Extrait choisi:

+ + +

Le Film de la semaine
Dark Waters est avant tout le projet de l’acteur Mark Ruffalo, qui a acheté les droits d’un texte de Nathaniel Rich. Acteur militant écologiste, il a voulu faire de cette histoire un étendard et a contacté Todd Haynes pour le réaliser. Haynes s’est lancé dans l’aventure.
Credit : Mary Cybulski
Le travail de Ruffalo sur le personnage de Robert Bilott, l’avocat qui s’est emparé de l’affaire du téflon, est tout à fait remarquable. Il se transforme en petite boule pas très sympathique, un peu mou mais compact, avec toujours l’air d’arriver d’ailleurs, une moue qui lui déforme les lèvres, une tension constante et une parole douce et parcimonieuse, alors qu’il a envie, on le sent, d’exploser. Il y a bien sûr une progression, mais l’avocat d’affaire du début est exactement le même que l’avocat « cauchemar » de DuPont. La rigueur fonctionne vraiment bien.
Le cas du téflon, une horreur catastrophique
Le scénario utilise le changement quasi politique de Robert Bilott. On découvre le problème avec lui. Les 190 vaches mortes d’un paysan qui habite à côté d’une usine DuPont fabriquant du téflon donnent le cadre. Mais lorsqu’on s’attaque à une machine industrielle aussi développée que DuPont, il faut s’attendre à une lutte implacable contre un Goliath sans âme. La volonté, la perspicacité de l’avocat vont devenir ses armes. Ce n’est pas nouveau dans le cinéma américain, les films d’avocats étant légion. Mais ici, la lutte est vraiment mise en scène, sur les vingt années de son déroulement. Loin de se cantonner aux procès, même s’ils sont abordés, le scénario nous entraine dans les arcanes du cas téflon avec minutie et clarté. Les relations humaines qui entourent Robert font le reste, elles apportent l’émotion, elles dressent une analyse quasi sociologique de telles affaires, les victimes ostracisées parce qu’elles dénoncent l’employeur, les réactions de l’entourage, la violence qui en découle, la moquerie des collègues défenseurs de l’industrie, la gigantesque puissance de l’argent.

+ + +

Données enregistrées:
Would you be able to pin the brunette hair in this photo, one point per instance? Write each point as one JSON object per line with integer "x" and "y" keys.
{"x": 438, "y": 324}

+ + +

Consignes de travail:
a. Répondez brièvement à ces questions sur la critique de Dark Waters :
(i) Qui a acheté les droits du texte de Nathaniel Rich ?
(ii) Combien de vaches du paysan voisin de l'usine DuPont sont mortes ?
(iii) Sur combien d'années la lutte de l'avocat est-elle mise en scène ?
b. Poursuivez la critique de Dark Waters après sa dernière phrase, dans le même ton.
Les données n'interviennent nullement dans cet exercice.

Corrigé:
a.
(i) L'acteur Mark Ruffalo.
(ii) 190 vaches.
(iii) Sur vingt années.

b.
L’art au service de la cause…
Et là, Todd Haynes reparaît dans son film. Il est certes moins personnel que certains de ses précédents, comme Loin du Paradis ou Carol. Pour une fois, il ne s’agit pas de marginaux ou de minoritaires, mais de victimes. Qui représentent tout le monde, le peuple, puisque tout le monde boit de l’eau et beaucoup habitent près d’une usine. Le regard du réalisateur est moins évident, moins personnel, mais il met, comme Mark Ruffalo, son énergie et son savoir-faire au service de la cause.
Du savoir-faire, il y en a ! L’image est soignée, les mouvements de caméra efficaces, les plans assez longs suivent le personnage, l’action. Comme dans ce parking quasi désert, ou ces couloirs de bureaux. Chaque séquence ne garde que l’information nécessaire mais ne s’empêche pas de s’attarder sur la beauté de l’image, les dossiers alignés, la montagne de papier, la ferme vue d’en haut, la ville derrière les fenêtres du bureau. Le traitement de la couleur, un peu sinistre, dans les gris-vert, correspond tout à fait aux années évoquées et à l’ambiance des grands cabinets d’avocats. Détails, mais qui font de ce film au contenu terrible une très belle réalisation.
… mais sans militantisme
La condamnation de cette industrie chimique qui tue en toute conscience au nom du saint profit fait évidemment froid dans le dos, surtout lorsqu’elle est portée par un travail artistique de cette qualité. Pourtant Todd Haynes n’a jamais été militant, il ne donne pas de consigne de vote. Artiste engagé, certainement, il fait magnifiquement le travail, dans l’engagement comme dans l’art cinématographique. Mais à chaque spectateur de prendre ses responsabilités.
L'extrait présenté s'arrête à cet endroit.